• [Exercise instructions]
Without leaving out a single line, restate the entries below exactly.

(Saved data entries)
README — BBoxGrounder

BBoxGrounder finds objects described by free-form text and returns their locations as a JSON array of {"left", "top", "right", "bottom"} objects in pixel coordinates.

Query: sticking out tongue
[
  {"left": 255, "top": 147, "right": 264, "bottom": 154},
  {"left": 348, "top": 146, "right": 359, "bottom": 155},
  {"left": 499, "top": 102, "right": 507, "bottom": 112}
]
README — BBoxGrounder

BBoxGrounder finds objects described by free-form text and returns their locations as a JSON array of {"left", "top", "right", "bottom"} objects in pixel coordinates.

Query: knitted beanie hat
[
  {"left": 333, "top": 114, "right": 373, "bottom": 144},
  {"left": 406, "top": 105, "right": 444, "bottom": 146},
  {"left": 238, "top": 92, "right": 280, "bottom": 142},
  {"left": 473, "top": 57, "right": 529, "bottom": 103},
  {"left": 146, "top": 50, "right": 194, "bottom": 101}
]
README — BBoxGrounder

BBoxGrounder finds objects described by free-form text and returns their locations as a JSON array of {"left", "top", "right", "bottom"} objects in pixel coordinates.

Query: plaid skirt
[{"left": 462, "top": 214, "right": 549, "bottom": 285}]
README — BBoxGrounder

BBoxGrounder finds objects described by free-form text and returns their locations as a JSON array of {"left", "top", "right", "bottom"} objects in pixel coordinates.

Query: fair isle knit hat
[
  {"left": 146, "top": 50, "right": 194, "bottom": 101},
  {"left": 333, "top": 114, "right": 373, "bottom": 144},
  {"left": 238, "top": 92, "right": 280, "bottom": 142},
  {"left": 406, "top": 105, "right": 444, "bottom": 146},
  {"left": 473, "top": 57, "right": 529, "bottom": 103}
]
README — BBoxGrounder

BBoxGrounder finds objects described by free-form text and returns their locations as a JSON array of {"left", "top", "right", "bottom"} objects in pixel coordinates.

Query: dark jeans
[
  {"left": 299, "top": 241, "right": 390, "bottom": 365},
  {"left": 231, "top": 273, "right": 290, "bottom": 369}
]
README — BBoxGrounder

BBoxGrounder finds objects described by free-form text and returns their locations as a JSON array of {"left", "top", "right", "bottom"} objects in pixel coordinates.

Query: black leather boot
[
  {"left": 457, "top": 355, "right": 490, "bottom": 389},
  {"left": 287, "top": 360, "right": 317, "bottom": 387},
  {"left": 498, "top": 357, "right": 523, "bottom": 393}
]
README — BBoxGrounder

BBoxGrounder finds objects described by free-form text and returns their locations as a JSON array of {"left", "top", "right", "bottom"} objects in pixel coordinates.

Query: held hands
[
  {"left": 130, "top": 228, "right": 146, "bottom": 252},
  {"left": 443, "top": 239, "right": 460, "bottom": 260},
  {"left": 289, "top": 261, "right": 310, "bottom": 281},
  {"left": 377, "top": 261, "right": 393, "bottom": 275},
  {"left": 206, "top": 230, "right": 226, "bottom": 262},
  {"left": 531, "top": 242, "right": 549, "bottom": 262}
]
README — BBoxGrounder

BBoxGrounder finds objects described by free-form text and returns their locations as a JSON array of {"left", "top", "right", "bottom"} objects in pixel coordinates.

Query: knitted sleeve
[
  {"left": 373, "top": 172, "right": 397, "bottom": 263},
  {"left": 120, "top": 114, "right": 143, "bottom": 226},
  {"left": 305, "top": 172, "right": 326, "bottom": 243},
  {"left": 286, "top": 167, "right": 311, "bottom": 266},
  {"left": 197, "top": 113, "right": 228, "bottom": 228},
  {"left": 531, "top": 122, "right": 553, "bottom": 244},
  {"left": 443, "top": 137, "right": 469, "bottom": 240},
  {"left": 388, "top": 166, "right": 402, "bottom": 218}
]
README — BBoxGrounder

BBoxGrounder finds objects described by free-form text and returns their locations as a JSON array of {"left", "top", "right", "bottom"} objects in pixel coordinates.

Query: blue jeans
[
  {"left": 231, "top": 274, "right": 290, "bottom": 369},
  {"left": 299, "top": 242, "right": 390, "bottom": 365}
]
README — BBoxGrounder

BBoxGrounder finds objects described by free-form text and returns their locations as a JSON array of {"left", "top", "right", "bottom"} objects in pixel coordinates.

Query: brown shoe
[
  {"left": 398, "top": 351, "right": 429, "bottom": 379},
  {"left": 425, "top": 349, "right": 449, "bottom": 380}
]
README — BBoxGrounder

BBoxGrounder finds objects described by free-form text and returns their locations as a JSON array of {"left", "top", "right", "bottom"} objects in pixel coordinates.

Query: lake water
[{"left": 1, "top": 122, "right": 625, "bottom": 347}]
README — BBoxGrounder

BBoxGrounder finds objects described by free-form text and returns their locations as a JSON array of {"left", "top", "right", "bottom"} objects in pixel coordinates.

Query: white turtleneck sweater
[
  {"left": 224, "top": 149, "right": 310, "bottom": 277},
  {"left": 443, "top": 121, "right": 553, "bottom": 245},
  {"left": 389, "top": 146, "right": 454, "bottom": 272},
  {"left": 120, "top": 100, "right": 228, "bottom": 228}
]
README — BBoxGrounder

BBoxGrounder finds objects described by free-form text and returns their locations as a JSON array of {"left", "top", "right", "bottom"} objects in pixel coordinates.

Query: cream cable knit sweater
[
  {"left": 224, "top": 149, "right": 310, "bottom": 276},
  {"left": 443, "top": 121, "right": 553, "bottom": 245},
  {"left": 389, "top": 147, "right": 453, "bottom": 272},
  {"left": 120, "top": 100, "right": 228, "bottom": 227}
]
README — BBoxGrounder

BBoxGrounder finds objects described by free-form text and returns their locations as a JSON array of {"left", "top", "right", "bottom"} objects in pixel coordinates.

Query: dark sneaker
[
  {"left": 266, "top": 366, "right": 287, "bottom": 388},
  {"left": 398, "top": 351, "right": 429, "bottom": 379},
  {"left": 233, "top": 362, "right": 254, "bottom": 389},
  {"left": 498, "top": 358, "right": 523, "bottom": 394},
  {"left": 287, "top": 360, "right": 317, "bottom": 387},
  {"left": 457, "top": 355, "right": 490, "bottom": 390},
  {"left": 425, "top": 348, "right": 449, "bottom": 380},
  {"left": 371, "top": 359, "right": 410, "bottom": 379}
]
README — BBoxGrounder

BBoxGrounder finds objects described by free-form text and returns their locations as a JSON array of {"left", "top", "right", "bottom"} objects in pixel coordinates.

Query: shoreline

• [Answer]
README — BBoxGrounder

BBoxGrounder finds objects described by free-form text and returns their locations as a JSON array of {"left", "top", "right", "bottom"} objects in pixel coordinates.

Query: sticking out tongue
[
  {"left": 255, "top": 147, "right": 264, "bottom": 154},
  {"left": 348, "top": 146, "right": 359, "bottom": 155},
  {"left": 499, "top": 102, "right": 507, "bottom": 112}
]
README — BBoxGrounder

BBoxGrounder finds objects described by free-form text and returns their locations as a JSON array of {"left", "top", "right", "bottom"} objects in pixel coordinates.

Query: knitted beanie hat
[
  {"left": 333, "top": 114, "right": 373, "bottom": 144},
  {"left": 406, "top": 105, "right": 444, "bottom": 146},
  {"left": 238, "top": 92, "right": 280, "bottom": 142},
  {"left": 473, "top": 57, "right": 529, "bottom": 103},
  {"left": 146, "top": 50, "right": 194, "bottom": 101}
]
README — BBoxGrounder

BBoxGrounder finds objects described by free-form text and returns their locations as a JSON array of {"left", "top", "right", "bottom"} objects in pixel coordinates.

Query: plaid skirt
[{"left": 462, "top": 214, "right": 549, "bottom": 285}]
README — BBoxGrounder

BBoxGrounder finds objects described by free-form text and returns their locations as a JSON array of {"left", "top", "right", "bottom"} objects in pixel coordinates.

Query: fair isle knit hat
[
  {"left": 146, "top": 50, "right": 194, "bottom": 101},
  {"left": 333, "top": 114, "right": 373, "bottom": 144},
  {"left": 238, "top": 92, "right": 280, "bottom": 142},
  {"left": 406, "top": 105, "right": 444, "bottom": 146},
  {"left": 473, "top": 57, "right": 529, "bottom": 103}
]
README — BBoxGrounder

BBoxGrounder finds objects described by free-form text and returns their locations as a JSON array of {"left", "top", "right", "bottom"} objects in pixel coordinates.

Query: dark jeans
[
  {"left": 299, "top": 241, "right": 390, "bottom": 365},
  {"left": 231, "top": 273, "right": 290, "bottom": 369}
]
README — BBoxGrounder

BBoxGrounder finds objects described by free-form text and returns their locations as a JSON array of {"left", "top", "right", "bottom"} objects in pixel coordinates.

Query: black leather boot
[
  {"left": 457, "top": 355, "right": 490, "bottom": 389},
  {"left": 287, "top": 360, "right": 317, "bottom": 387},
  {"left": 498, "top": 357, "right": 523, "bottom": 393}
]
README — BBoxGrounder

BBoxGrounder finds objects described by free-form text and returns their locations as a JSON array of {"left", "top", "right", "bottom"} objects in pixel coordinates.

Query: held hands
[
  {"left": 130, "top": 228, "right": 146, "bottom": 252},
  {"left": 443, "top": 239, "right": 460, "bottom": 260},
  {"left": 289, "top": 261, "right": 310, "bottom": 281},
  {"left": 377, "top": 261, "right": 393, "bottom": 275},
  {"left": 206, "top": 230, "right": 226, "bottom": 262},
  {"left": 531, "top": 242, "right": 549, "bottom": 262}
]
README — BBoxGrounder

BBoxGrounder finds objects described by free-form text and returns their locations as a JSON array of {"left", "top", "right", "bottom"} objects in pixel coordinates.

Query: knitted sleeve
[
  {"left": 373, "top": 172, "right": 397, "bottom": 263},
  {"left": 120, "top": 114, "right": 143, "bottom": 226},
  {"left": 305, "top": 172, "right": 326, "bottom": 243},
  {"left": 286, "top": 167, "right": 311, "bottom": 266},
  {"left": 197, "top": 113, "right": 228, "bottom": 228},
  {"left": 531, "top": 122, "right": 553, "bottom": 244},
  {"left": 443, "top": 137, "right": 469, "bottom": 240},
  {"left": 388, "top": 166, "right": 402, "bottom": 218}
]
README — BBoxGrounder

BBoxGrounder finds objects described by free-form text and returns their locations as a JSON array of {"left", "top", "right", "bottom"} objects in pixel coordinates.

Query: blue jeans
[
  {"left": 231, "top": 274, "right": 290, "bottom": 369},
  {"left": 299, "top": 242, "right": 390, "bottom": 365}
]
README — BBoxGrounder

BBoxGrounder finds objects described by free-form text and returns their locations as a JSON array of {"left", "top", "right", "bottom"} objects in pixel coordinates.

Query: brown shoe
[
  {"left": 398, "top": 351, "right": 429, "bottom": 379},
  {"left": 425, "top": 349, "right": 449, "bottom": 380}
]
README — BBoxGrounder

BBoxGrounder finds objects described by free-form text and returns their locations as a JSON array of {"left", "top", "right", "bottom"} objects in pixel coordinates.

Query: lake water
[{"left": 1, "top": 122, "right": 625, "bottom": 347}]
README — BBoxGrounder

BBoxGrounder finds objects described by free-form text and returns their locations as a JSON array of {"left", "top", "right", "bottom"} objects in pixel coordinates.

Query: white turtleneck sweater
[
  {"left": 224, "top": 149, "right": 310, "bottom": 277},
  {"left": 443, "top": 121, "right": 553, "bottom": 245},
  {"left": 389, "top": 146, "right": 454, "bottom": 272},
  {"left": 120, "top": 100, "right": 228, "bottom": 228}
]
README — BBoxGrounder

BBoxGrounder finds objects described by free-form text and returns their locations as a JSON array of {"left", "top", "right", "bottom"} objects in pixel coordinates.

Query: cream cable knit sweater
[
  {"left": 224, "top": 149, "right": 310, "bottom": 276},
  {"left": 443, "top": 121, "right": 553, "bottom": 245},
  {"left": 389, "top": 147, "right": 453, "bottom": 272},
  {"left": 120, "top": 100, "right": 228, "bottom": 227}
]
README — BBoxGrounder

BBoxGrounder finds objects described by free-form text and returns their locations as a JSON array of {"left", "top", "right", "bottom"} objects in pixel coordinates.

Query: dark sneaker
[
  {"left": 266, "top": 366, "right": 287, "bottom": 388},
  {"left": 398, "top": 351, "right": 429, "bottom": 379},
  {"left": 233, "top": 362, "right": 254, "bottom": 389},
  {"left": 498, "top": 358, "right": 523, "bottom": 394},
  {"left": 287, "top": 360, "right": 317, "bottom": 387},
  {"left": 457, "top": 355, "right": 490, "bottom": 390},
  {"left": 425, "top": 348, "right": 449, "bottom": 380},
  {"left": 371, "top": 359, "right": 410, "bottom": 379}
]
README — BBoxGrounder

BBoxGrounder finds objects described by free-form text and returns their locations as a JSON array of {"left", "top", "right", "bottom"} objects in pixel coordinates.

Query: shoreline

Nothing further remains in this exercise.